___ EXTRACTED ENTRIES ___

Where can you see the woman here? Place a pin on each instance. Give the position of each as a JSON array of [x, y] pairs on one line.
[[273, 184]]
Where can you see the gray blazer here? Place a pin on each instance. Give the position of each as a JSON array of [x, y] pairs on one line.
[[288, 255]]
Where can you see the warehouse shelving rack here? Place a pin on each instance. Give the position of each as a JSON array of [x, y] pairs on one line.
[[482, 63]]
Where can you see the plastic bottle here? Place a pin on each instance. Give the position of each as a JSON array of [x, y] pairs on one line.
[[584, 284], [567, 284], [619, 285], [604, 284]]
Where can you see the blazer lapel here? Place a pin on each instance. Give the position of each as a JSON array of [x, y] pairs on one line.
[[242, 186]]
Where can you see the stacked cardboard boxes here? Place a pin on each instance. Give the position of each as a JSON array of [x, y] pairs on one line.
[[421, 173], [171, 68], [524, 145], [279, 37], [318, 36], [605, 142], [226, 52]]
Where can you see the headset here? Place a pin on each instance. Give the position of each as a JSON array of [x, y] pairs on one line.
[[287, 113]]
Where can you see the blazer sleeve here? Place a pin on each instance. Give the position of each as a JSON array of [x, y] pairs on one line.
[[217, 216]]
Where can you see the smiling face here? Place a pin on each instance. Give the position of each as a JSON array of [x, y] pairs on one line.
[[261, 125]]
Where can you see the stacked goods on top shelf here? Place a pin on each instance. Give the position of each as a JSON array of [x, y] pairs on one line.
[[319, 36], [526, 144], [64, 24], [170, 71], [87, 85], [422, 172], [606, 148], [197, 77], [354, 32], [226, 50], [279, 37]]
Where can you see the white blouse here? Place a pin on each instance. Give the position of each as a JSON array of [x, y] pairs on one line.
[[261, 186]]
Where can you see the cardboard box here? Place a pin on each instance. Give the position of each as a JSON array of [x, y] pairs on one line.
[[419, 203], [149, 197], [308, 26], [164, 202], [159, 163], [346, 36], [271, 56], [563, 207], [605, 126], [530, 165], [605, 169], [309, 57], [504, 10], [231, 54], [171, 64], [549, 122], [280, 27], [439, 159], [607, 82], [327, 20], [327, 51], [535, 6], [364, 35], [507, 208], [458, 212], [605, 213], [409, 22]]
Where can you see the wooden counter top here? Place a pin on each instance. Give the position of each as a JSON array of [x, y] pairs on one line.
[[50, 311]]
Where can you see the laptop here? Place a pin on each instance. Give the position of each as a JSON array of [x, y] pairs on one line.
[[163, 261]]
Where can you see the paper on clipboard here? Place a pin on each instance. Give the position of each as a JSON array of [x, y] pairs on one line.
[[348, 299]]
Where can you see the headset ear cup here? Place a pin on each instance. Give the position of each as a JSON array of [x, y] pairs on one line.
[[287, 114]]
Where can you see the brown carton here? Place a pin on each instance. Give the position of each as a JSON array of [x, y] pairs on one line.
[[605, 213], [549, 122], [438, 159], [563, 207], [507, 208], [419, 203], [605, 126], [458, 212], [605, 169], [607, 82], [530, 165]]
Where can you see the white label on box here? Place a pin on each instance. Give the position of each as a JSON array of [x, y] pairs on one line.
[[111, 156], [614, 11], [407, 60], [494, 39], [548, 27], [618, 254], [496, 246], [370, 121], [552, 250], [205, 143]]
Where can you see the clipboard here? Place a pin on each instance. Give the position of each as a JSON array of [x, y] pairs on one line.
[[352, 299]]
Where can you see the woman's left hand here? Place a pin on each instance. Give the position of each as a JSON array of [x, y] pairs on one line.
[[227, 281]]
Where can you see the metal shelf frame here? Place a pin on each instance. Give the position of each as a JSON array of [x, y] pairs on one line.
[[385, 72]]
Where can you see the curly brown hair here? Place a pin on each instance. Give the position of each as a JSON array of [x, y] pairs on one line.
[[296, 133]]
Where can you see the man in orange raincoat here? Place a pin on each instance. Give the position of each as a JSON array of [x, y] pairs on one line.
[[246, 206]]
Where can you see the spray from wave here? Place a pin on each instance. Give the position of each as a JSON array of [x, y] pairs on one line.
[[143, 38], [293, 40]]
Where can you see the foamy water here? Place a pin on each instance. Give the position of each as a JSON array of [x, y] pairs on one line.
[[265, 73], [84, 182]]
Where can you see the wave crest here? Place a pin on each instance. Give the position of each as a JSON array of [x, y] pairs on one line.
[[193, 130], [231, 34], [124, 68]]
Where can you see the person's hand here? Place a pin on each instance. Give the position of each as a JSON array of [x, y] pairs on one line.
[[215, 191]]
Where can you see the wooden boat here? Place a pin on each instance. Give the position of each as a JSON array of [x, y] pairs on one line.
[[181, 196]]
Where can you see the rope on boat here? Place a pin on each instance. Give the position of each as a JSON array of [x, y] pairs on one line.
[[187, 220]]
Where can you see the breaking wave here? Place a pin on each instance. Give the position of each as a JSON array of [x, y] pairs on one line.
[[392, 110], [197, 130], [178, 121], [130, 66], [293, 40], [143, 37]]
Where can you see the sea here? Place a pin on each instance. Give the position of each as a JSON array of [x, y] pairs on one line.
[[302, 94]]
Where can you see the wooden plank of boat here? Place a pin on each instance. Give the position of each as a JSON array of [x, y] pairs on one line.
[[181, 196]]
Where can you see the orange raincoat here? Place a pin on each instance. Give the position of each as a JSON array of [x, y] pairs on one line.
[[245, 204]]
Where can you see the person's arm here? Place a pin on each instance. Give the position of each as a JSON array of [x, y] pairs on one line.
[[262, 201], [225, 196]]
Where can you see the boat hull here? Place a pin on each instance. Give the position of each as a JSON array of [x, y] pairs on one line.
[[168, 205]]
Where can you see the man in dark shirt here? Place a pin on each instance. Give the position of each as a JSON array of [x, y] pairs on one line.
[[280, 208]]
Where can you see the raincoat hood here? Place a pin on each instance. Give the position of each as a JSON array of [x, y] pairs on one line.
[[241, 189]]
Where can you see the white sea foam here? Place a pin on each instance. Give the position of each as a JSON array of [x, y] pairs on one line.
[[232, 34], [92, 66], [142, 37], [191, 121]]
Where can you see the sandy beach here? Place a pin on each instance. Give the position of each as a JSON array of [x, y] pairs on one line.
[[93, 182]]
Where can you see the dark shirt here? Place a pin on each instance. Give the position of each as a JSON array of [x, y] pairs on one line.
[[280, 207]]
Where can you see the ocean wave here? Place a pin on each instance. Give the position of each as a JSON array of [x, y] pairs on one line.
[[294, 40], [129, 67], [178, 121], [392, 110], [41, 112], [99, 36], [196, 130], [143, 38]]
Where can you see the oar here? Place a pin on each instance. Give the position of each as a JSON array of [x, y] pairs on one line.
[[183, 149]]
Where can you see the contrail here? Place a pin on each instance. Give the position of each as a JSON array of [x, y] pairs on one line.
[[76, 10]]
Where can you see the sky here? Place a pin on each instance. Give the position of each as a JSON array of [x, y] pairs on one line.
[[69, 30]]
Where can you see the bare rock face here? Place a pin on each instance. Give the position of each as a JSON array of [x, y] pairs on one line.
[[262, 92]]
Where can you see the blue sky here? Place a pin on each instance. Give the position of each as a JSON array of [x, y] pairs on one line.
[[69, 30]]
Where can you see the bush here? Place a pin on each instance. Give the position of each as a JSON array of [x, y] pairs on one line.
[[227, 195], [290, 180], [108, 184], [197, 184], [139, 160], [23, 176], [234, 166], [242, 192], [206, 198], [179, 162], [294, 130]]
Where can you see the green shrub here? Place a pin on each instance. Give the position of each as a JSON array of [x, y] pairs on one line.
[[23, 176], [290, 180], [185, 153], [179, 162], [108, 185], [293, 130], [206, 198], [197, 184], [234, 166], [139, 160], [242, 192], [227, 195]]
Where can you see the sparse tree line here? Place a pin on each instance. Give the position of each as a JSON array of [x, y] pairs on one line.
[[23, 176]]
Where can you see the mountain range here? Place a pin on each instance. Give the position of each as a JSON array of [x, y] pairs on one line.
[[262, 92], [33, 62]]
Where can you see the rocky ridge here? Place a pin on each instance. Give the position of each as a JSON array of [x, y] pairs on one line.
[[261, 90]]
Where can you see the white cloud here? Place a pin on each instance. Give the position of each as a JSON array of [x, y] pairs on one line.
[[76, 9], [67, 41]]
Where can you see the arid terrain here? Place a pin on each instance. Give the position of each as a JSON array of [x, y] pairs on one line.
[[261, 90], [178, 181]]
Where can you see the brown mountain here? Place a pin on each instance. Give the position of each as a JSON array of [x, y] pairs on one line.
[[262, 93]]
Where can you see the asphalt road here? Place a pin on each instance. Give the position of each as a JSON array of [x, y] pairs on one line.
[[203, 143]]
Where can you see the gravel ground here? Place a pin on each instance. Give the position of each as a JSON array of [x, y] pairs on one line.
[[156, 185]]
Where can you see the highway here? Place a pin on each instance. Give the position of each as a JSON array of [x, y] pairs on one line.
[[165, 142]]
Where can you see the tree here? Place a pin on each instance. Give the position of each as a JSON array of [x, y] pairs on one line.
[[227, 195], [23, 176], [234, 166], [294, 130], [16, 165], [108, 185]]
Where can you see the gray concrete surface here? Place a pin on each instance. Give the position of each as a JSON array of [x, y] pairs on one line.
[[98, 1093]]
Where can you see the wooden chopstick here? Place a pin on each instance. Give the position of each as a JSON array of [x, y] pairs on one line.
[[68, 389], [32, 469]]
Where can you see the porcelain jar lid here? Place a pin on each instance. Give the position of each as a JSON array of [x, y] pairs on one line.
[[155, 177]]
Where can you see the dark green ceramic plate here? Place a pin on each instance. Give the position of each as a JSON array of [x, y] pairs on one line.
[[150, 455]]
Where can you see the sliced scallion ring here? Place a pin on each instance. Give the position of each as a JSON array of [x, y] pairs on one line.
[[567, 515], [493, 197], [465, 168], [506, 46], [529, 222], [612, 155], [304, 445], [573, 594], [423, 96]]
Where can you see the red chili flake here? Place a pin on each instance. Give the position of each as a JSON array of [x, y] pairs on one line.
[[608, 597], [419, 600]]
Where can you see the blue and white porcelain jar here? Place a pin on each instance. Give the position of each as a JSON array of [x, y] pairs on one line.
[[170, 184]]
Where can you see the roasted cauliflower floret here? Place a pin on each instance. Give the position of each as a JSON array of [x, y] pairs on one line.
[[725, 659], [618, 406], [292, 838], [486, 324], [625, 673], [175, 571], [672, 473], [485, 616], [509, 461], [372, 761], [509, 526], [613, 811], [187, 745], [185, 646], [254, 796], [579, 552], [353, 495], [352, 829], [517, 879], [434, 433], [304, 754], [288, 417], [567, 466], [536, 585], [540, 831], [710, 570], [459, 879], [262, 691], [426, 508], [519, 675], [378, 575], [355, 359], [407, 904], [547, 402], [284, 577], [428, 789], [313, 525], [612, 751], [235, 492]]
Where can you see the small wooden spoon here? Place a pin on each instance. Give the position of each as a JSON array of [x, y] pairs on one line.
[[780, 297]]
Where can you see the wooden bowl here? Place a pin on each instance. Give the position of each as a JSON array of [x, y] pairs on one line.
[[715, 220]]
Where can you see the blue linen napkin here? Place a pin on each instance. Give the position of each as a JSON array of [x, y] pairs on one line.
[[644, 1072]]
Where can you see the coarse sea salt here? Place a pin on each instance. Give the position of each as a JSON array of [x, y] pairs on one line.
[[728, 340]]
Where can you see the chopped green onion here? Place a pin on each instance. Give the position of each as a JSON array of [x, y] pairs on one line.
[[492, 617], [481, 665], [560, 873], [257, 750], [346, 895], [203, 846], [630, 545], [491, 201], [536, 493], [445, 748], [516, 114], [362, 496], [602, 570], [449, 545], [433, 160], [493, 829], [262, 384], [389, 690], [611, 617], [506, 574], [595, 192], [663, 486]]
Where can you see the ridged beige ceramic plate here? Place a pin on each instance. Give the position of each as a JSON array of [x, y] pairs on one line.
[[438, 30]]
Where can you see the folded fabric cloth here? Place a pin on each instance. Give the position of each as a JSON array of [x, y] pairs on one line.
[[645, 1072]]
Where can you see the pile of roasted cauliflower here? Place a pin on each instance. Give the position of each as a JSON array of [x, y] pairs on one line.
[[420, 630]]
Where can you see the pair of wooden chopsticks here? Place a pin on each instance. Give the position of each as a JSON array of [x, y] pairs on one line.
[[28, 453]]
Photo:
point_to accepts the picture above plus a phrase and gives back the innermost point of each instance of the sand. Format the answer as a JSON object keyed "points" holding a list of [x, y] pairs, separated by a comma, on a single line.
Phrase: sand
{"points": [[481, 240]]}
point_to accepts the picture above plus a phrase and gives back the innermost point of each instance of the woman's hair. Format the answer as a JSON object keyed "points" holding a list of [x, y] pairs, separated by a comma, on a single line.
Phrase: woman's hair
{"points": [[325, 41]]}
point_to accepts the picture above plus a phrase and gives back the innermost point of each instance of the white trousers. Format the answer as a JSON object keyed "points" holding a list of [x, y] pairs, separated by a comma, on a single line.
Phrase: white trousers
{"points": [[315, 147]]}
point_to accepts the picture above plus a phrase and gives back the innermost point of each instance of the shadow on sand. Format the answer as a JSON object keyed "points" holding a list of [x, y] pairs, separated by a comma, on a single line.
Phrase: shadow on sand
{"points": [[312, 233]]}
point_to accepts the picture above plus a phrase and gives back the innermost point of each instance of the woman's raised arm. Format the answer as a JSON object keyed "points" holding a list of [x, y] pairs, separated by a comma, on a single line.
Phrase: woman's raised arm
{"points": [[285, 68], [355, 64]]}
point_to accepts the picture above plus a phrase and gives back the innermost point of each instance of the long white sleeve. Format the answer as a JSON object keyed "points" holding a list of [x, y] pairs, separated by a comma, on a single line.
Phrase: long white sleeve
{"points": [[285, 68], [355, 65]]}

___

EXERCISE ▸
Write out, word for word, the stretch of lines from the one containing "Where can you see the person's arm" through the one containing "[[168, 205]]".

SOLUTION TO THIS EXERCISE ▸
Where can you see the person's arm here? Place a pin on each instance. Give the position of each as a JSON array of [x, y] pairs on one line.
[[262, 201], [225, 196]]
Where can you see the boat hull here? Place a pin on each instance. Give the position of each as a JSON array of [x, y] pairs on one line.
[[168, 205]]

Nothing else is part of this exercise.